• _YOUR OBJECTIVE_: Below are records; count how many of their lines contain the string "distant", and give only that number.

"""

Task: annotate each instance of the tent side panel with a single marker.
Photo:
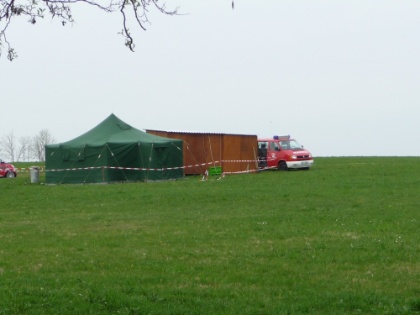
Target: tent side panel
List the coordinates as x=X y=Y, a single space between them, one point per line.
x=74 y=165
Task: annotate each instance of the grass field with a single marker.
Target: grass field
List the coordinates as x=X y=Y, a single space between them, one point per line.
x=341 y=238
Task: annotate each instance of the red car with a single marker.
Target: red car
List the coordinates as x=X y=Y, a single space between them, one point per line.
x=283 y=153
x=7 y=170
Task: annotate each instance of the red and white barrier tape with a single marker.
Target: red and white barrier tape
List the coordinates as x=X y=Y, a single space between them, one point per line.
x=147 y=169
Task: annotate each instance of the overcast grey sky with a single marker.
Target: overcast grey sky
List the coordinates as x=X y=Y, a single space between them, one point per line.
x=342 y=77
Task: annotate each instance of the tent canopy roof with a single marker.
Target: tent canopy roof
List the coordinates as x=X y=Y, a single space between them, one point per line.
x=113 y=130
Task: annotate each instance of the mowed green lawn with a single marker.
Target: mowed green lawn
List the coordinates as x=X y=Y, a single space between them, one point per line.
x=341 y=238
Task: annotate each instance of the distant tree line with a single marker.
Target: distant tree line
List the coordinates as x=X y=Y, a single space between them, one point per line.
x=25 y=148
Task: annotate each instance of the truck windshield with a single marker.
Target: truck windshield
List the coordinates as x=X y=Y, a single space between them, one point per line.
x=290 y=145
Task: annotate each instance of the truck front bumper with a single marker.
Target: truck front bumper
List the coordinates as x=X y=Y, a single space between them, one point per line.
x=300 y=164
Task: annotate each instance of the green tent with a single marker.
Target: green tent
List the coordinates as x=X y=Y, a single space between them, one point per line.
x=113 y=151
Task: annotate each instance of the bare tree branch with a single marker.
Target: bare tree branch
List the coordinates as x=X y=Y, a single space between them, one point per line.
x=131 y=11
x=8 y=145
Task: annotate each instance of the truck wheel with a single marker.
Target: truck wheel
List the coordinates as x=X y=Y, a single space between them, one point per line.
x=283 y=166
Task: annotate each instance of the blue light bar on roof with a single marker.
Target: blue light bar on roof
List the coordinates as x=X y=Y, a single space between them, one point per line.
x=281 y=137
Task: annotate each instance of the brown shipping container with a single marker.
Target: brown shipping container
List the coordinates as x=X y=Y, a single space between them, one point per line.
x=234 y=153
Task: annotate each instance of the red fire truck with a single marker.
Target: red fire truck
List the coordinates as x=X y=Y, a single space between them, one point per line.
x=283 y=153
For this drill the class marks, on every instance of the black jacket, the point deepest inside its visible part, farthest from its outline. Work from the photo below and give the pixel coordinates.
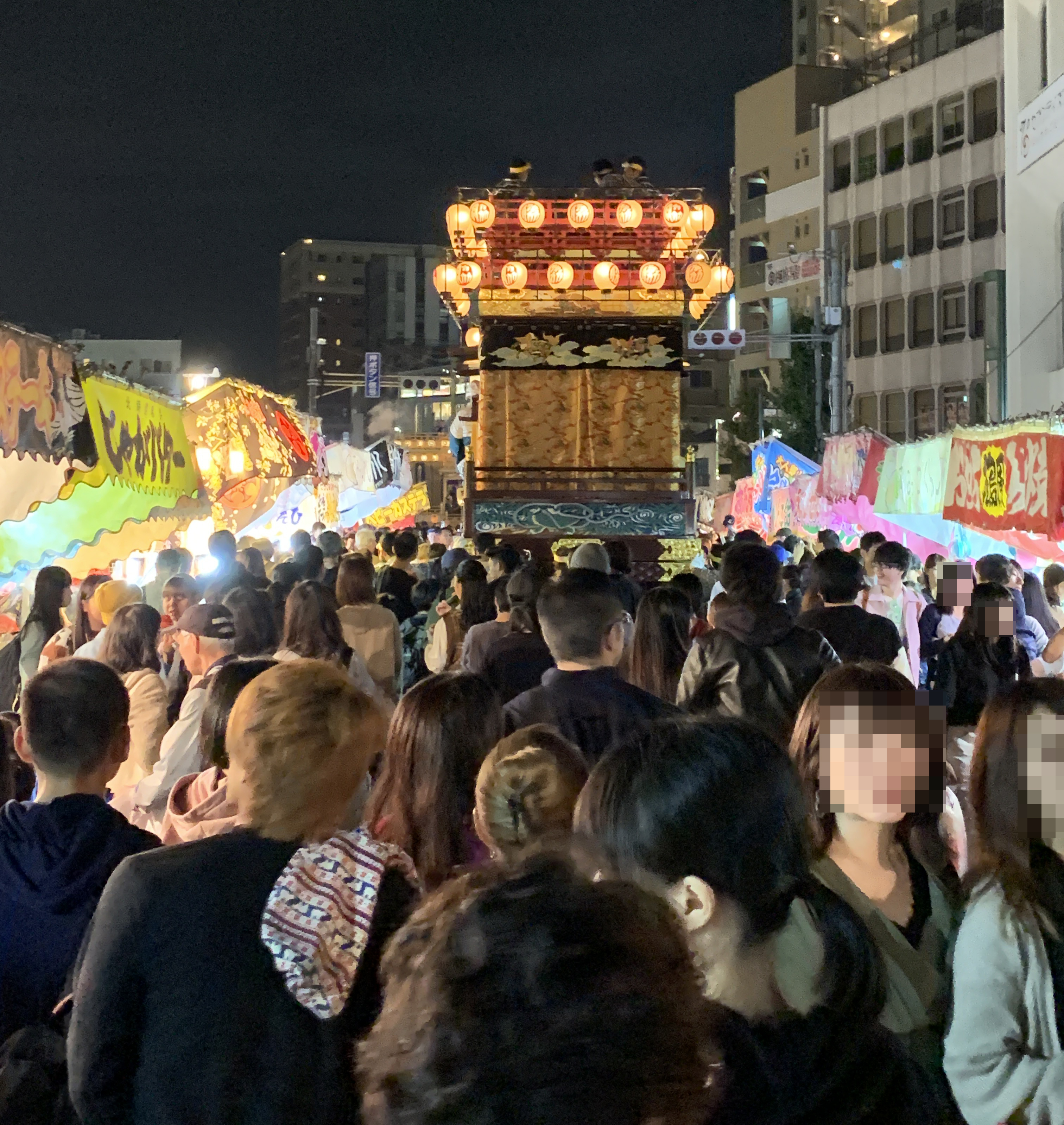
(756, 664)
(593, 709)
(179, 1013)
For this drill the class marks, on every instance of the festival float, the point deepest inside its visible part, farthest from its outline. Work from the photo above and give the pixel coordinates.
(576, 303)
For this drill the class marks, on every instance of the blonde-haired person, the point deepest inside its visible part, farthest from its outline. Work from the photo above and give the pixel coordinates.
(208, 984)
(527, 790)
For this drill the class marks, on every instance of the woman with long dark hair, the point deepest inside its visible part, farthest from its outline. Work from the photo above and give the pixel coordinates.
(424, 795)
(715, 813)
(52, 593)
(1003, 1055)
(870, 755)
(662, 641)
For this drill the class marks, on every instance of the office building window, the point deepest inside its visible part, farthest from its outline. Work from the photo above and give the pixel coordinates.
(922, 135)
(923, 228)
(894, 416)
(893, 144)
(924, 413)
(922, 320)
(952, 314)
(951, 219)
(866, 156)
(979, 310)
(894, 324)
(865, 343)
(951, 116)
(864, 239)
(984, 112)
(893, 234)
(984, 210)
(841, 164)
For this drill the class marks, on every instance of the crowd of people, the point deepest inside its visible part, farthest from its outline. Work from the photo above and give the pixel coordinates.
(404, 828)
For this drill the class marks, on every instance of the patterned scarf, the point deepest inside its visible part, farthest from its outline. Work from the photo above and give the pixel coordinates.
(316, 922)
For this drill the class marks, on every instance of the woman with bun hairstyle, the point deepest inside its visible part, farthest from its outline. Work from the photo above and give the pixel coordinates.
(714, 813)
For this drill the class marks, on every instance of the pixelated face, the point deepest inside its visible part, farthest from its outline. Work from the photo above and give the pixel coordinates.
(874, 756)
(1043, 773)
(956, 582)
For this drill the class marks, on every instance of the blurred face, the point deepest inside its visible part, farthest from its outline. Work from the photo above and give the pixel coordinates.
(876, 758)
(1043, 773)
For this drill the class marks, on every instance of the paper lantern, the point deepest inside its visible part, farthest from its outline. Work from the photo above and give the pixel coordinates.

"""

• _RESPONSE AREA_: 2